[WHAT TO PRODUCE]:
All that is wanted is the exact text of each line from the one with "Note to the class: we label each instance of the flower" to the close of the listing, ends included.

[SUPPLIED RECORDS]:
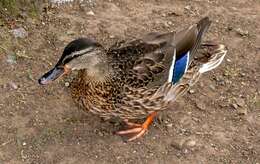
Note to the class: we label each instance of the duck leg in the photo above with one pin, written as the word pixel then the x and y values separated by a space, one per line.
pixel 138 130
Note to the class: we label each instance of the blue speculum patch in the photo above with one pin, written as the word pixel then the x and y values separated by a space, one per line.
pixel 180 67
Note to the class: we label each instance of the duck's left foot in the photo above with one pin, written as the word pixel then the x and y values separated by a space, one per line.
pixel 137 130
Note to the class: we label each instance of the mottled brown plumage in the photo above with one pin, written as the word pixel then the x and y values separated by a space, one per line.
pixel 134 79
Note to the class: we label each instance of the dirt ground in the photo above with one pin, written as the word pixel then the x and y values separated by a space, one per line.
pixel 218 121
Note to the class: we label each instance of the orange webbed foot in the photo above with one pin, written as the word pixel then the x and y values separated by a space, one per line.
pixel 137 130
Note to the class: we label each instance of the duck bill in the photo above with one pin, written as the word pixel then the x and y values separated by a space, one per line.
pixel 52 75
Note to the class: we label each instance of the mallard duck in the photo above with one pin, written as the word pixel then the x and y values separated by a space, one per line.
pixel 136 79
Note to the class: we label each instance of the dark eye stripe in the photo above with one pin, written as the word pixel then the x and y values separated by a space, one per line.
pixel 76 54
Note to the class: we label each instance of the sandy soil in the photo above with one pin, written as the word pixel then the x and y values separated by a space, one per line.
pixel 218 121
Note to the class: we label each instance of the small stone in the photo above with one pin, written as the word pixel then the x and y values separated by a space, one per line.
pixel 234 106
pixel 19 32
pixel 91 13
pixel 212 87
pixel 111 36
pixel 242 32
pixel 191 91
pixel 240 102
pixel 67 84
pixel 187 7
pixel 13 85
pixel 169 125
pixel 228 60
pixel 242 111
pixel 100 134
pixel 169 23
pixel 242 74
pixel 177 145
pixel 11 59
pixel 190 143
pixel 200 105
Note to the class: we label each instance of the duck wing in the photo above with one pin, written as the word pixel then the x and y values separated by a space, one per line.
pixel 158 58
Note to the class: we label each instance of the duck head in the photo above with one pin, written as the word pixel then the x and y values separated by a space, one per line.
pixel 81 53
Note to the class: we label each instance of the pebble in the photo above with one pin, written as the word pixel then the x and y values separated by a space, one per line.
pixel 67 84
pixel 190 143
pixel 19 32
pixel 242 111
pixel 240 102
pixel 200 105
pixel 100 134
pixel 111 36
pixel 91 13
pixel 11 59
pixel 13 85
pixel 242 32
pixel 234 106
pixel 228 60
pixel 169 125
pixel 191 91
pixel 212 87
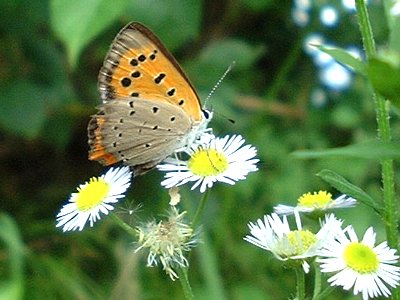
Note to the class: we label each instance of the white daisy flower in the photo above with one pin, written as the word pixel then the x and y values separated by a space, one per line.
pixel 294 246
pixel 318 202
pixel 167 241
pixel 94 197
pixel 360 264
pixel 221 159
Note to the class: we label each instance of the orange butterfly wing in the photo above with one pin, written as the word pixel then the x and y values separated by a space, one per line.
pixel 138 65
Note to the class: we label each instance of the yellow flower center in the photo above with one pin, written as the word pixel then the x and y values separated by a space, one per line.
pixel 300 241
pixel 208 162
pixel 316 200
pixel 92 194
pixel 361 258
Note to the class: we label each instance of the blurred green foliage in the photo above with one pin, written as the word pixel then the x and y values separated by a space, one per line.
pixel 51 52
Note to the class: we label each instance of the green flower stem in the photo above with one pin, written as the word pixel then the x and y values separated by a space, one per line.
pixel 317 281
pixel 325 293
pixel 301 282
pixel 117 220
pixel 200 209
pixel 384 134
pixel 184 280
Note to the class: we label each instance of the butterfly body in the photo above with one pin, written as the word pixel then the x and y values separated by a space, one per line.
pixel 150 109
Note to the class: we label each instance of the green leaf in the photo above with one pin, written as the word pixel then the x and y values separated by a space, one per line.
pixel 384 73
pixel 23 108
pixel 183 19
pixel 10 237
pixel 345 58
pixel 344 186
pixel 77 22
pixel 373 149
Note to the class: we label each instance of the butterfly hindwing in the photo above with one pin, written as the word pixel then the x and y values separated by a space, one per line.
pixel 136 131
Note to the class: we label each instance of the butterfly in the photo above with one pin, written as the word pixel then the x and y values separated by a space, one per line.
pixel 149 108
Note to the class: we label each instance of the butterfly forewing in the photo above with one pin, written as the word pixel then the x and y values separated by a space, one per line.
pixel 138 65
pixel 149 110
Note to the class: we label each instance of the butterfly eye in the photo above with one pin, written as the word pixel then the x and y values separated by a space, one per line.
pixel 206 113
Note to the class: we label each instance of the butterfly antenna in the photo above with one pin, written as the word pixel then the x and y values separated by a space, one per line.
pixel 219 82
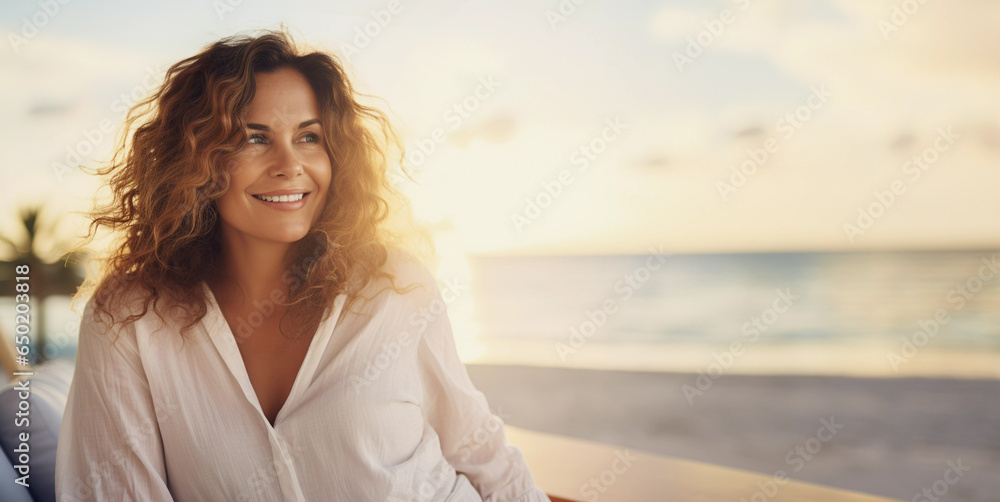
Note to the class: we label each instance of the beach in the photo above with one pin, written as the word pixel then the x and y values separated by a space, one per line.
pixel 892 437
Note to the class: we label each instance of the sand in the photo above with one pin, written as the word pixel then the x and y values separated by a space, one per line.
pixel 893 437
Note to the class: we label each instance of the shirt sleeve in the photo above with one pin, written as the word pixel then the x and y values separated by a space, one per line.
pixel 472 437
pixel 109 441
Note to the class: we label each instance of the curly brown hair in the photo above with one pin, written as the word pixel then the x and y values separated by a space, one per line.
pixel 166 174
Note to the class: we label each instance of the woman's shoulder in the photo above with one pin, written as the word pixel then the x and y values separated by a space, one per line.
pixel 408 270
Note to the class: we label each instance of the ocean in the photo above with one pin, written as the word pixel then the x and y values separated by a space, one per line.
pixel 771 298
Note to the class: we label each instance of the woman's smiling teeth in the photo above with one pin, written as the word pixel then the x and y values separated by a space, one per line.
pixel 281 198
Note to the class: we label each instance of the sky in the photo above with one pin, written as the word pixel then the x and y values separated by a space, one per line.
pixel 601 128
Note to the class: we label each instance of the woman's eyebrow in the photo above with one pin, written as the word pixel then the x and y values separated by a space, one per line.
pixel 262 127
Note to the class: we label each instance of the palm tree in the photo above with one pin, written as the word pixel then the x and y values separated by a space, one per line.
pixel 48 270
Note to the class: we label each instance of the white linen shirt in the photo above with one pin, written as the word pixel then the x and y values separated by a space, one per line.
pixel 381 409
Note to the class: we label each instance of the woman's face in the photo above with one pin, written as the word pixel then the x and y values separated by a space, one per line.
pixel 280 179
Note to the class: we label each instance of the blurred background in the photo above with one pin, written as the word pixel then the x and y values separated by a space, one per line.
pixel 697 229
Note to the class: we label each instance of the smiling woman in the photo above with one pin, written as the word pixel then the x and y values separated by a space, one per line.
pixel 254 209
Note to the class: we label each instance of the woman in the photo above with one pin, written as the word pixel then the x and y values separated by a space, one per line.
pixel 220 356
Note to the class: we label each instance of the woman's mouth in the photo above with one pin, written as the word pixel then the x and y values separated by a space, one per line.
pixel 289 202
pixel 281 198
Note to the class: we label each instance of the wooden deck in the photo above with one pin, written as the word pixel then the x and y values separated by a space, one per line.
pixel 570 469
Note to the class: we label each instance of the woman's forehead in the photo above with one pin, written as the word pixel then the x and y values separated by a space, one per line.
pixel 283 97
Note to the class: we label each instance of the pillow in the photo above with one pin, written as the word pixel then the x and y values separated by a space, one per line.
pixel 48 389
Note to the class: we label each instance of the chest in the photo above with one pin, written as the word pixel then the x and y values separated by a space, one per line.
pixel 272 360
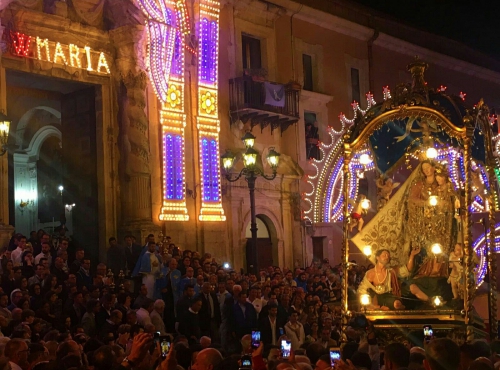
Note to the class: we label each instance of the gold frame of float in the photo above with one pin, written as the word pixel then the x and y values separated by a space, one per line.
pixel 404 106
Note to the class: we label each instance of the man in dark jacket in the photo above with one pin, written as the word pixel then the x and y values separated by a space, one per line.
pixel 209 312
pixel 132 253
pixel 270 326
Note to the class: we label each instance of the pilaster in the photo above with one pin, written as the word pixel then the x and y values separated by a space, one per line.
pixel 134 168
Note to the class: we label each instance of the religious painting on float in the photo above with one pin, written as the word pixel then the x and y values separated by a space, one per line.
pixel 407 215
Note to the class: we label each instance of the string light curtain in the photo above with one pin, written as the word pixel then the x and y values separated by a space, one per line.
pixel 208 114
pixel 167 25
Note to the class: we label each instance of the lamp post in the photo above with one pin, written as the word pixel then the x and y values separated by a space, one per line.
pixel 251 173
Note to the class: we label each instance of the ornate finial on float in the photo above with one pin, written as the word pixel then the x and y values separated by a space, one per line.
pixel 417 69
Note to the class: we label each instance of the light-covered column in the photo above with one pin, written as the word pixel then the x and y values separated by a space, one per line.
pixel 5 229
pixel 135 166
pixel 208 123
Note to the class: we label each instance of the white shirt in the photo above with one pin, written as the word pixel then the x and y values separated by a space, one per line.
pixel 14 366
pixel 211 303
pixel 258 303
pixel 16 256
pixel 143 317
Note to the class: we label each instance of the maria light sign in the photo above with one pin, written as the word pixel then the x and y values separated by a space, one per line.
pixel 46 50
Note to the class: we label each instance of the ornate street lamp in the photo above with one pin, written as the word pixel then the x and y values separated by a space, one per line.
pixel 251 171
pixel 4 132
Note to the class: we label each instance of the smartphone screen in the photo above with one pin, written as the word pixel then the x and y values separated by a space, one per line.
pixel 255 339
pixel 428 332
pixel 334 355
pixel 286 347
pixel 156 340
pixel 165 347
pixel 246 361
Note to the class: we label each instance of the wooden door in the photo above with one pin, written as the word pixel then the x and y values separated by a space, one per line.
pixel 318 247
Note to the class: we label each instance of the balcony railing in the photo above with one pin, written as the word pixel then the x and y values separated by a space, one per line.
pixel 248 102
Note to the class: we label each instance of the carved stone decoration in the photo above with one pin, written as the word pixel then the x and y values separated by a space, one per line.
pixel 119 13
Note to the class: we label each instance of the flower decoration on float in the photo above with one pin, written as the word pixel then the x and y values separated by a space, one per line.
pixel 436 248
pixel 431 153
pixel 437 301
pixel 174 96
pixel 433 200
pixel 367 250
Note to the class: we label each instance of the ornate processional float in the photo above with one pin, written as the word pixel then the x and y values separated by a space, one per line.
pixel 408 178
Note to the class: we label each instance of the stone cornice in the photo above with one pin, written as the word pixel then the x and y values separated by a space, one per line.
pixel 54 27
pixel 364 33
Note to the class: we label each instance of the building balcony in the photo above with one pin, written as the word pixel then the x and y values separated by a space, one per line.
pixel 264 103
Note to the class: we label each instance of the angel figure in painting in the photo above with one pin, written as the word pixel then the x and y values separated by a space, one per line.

[SOLUTION FOR THIS TASK]:
Note to the class: we label each instance of the flower decoration on float in the photo above with one pin, written as the word pixel then the x and y values separated by a space, one per line.
pixel 436 248
pixel 431 153
pixel 437 301
pixel 174 96
pixel 433 200
pixel 367 250
Note to the class: we label each instance of the ornate processional float in the photo above with one pin, written as the word pixel then the x and y values separated by a space, one per line.
pixel 408 178
Note to the class: we label each instance of the stone cornice in the photo above with one pin, written as the word pixel then the x and y values separated by a space, one per line.
pixel 54 27
pixel 364 33
Note to the class: we label each instance of the building balcony in the photo above with one pin, written as the word pixel then the x and y values separated by a space, one per line.
pixel 264 103
Note to the class: we label each instance of the angel figure in painting in the photo above with one pin, written as the word pixel then the x and y values separated by a space, one per line.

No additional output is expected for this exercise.